Echo every one of the records below verbatim, omitting the pictures.

....

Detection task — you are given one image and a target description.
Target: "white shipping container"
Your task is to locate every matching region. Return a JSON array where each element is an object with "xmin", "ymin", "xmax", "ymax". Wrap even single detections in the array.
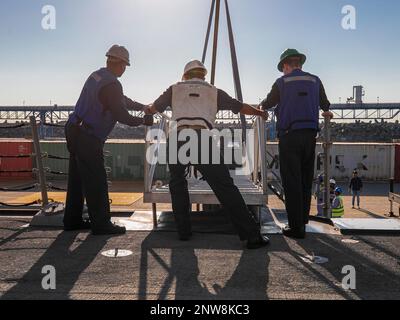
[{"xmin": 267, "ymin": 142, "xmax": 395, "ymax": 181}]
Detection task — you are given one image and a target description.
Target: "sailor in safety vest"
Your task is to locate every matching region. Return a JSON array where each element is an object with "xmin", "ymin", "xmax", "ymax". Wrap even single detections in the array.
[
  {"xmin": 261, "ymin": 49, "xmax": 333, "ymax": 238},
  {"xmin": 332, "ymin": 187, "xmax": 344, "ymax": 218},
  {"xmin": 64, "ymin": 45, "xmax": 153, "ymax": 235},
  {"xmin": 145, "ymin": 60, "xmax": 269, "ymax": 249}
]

....

• Exercise result:
Detection task — you are given one image and a target description.
Target: "white shipping container"
Your task is to locate every matching region. Return a JSON array where each element is an object with "xmin", "ymin", "xmax", "ymax". Wrap even single detections in the array.
[{"xmin": 267, "ymin": 142, "xmax": 395, "ymax": 181}]
Detection task — you are given one image and a target description.
Target: "sailor in safety vest"
Your task is to locate every matching region. Return a JSON array where each element is an object with "xmin", "ymin", "xmax", "ymax". Wrap even single detections in the array.
[
  {"xmin": 261, "ymin": 49, "xmax": 333, "ymax": 238},
  {"xmin": 332, "ymin": 187, "xmax": 344, "ymax": 218},
  {"xmin": 64, "ymin": 45, "xmax": 153, "ymax": 235},
  {"xmin": 145, "ymin": 60, "xmax": 269, "ymax": 249}
]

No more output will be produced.